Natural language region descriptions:
• • • • •

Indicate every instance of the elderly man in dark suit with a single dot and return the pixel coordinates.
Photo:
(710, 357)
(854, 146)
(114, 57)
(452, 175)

• • • • •

TASK REQUIREMENTS: Would you copy out each record precisely as it stands?

COMPLETED EXERCISE:
Indicate every instance of the elderly man in dark suit with a single dot and return the pixel coordinates.
Photo:
(710, 357)
(854, 146)
(114, 57)
(452, 175)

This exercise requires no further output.